### SET PROBLEM
Transcribe the stretch of the restorative justice passage from "Rule 20 requires" through "in each jurisdiction.".

Rule 20 requires member States to afford restorative justice services sufficient autonomy. Restorative justice services must be enabled to act flexibly and responsively towards the parties, and to deliver restorative justice in accordance with restorative justice principles. Notwithstanding this need, there may be benefits from partnership‑working between restorative justice agencies, judicial authorities and criminal justice agencies, particularly in jurisdictions where restorative justice services lie outside of the state (see Section VII for more information). The appropriate balance may depend on the context within each member State, requiring the appropriate boundaries of autonomy, confidentiality and information sharing to be negotiated and clarified in each jurisdiction.

### DATA RECORDS

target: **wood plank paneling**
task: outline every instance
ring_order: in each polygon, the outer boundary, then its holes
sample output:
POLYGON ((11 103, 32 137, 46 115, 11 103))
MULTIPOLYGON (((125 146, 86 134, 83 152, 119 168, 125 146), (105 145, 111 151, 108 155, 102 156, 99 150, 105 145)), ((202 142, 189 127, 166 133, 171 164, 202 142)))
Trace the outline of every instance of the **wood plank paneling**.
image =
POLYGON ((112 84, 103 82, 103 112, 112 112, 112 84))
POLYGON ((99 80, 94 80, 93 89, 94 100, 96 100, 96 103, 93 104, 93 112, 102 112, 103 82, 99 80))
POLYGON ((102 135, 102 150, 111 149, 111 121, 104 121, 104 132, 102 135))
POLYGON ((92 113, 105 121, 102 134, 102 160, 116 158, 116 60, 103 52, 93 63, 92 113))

### RESULT
Rule 20 requires member States to afford restorative justice services sufficient autonomy. Restorative justice services must be enabled to act flexibly and responsively towards the parties, and to deliver restorative justice in accordance with restorative justice principles. Notwithstanding this need, there may be benefits from partnership‑working between restorative justice agencies, judicial authorities and criminal justice agencies, particularly in jurisdictions where restorative justice services lie outside of the state (see Section VII for more information). The appropriate balance may depend on the context within each member State, requiring the appropriate boundaries of autonomy, confidentiality and information sharing to be negotiated and clarified in each jurisdiction.